_Task_
Render the material from its first line through the line containing "[0,448,515,989]" as a JSON list of strings, one string per line, leaving out any blank lines.

_Supplied material_
>> begin

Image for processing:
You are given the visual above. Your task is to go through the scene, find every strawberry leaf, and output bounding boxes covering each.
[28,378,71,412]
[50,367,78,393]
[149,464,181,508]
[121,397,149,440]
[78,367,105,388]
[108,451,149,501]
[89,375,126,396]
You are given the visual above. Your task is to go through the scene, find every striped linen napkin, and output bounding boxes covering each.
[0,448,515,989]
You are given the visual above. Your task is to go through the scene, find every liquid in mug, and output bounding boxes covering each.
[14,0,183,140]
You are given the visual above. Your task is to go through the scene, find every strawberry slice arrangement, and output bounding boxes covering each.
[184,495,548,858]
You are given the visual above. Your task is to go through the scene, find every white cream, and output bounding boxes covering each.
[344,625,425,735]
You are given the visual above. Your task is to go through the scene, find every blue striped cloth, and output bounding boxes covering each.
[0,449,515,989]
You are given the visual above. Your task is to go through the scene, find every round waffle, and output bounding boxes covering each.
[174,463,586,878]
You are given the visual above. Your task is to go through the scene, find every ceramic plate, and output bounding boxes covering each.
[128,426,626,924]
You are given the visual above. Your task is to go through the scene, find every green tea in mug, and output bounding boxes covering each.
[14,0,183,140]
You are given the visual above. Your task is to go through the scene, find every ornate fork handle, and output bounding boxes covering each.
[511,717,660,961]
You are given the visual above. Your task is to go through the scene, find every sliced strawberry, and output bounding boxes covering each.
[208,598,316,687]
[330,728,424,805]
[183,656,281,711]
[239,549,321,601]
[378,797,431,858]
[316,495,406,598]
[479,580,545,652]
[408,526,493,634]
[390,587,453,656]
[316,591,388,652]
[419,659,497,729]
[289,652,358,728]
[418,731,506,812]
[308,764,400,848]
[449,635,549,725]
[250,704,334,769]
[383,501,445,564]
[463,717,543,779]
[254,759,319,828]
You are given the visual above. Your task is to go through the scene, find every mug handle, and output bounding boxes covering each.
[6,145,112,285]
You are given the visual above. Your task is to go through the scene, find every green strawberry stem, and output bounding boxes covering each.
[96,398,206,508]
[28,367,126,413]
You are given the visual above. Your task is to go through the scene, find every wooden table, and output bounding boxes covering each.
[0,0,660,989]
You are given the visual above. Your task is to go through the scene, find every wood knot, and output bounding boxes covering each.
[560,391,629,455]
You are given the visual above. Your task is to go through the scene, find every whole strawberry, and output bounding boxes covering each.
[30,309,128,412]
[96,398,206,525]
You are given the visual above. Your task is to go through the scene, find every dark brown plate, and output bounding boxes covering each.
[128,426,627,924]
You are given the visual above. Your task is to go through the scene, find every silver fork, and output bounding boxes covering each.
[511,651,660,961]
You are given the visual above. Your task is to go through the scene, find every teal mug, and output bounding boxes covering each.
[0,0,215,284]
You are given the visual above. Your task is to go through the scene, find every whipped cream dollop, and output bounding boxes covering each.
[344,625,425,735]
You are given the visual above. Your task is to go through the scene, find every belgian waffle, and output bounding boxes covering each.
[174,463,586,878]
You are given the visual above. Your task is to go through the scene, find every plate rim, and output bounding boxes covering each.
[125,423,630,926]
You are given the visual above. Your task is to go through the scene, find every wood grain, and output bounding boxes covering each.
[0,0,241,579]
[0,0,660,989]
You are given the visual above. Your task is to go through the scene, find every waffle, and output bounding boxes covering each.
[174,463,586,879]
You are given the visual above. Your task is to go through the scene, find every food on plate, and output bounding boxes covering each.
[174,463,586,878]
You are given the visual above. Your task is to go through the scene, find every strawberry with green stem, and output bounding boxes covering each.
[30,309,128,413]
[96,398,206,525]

>> end

_Exercise solution_
[
  "Image for processing:",
  "You are given the visual above. Your task is to go through the scene, find every strawberry leaf, and output bounding boxes covering each.",
  "[28,378,71,412]",
  "[50,367,78,393]",
  "[149,464,181,508]",
  "[121,397,149,440]",
  "[78,367,105,388]",
  "[108,451,149,501]",
  "[89,375,126,396]",
  "You are given the visual above. Your task is to go through the scene, find every striped linen napkin, and output bounding boxes covering each.",
  "[0,448,515,989]"
]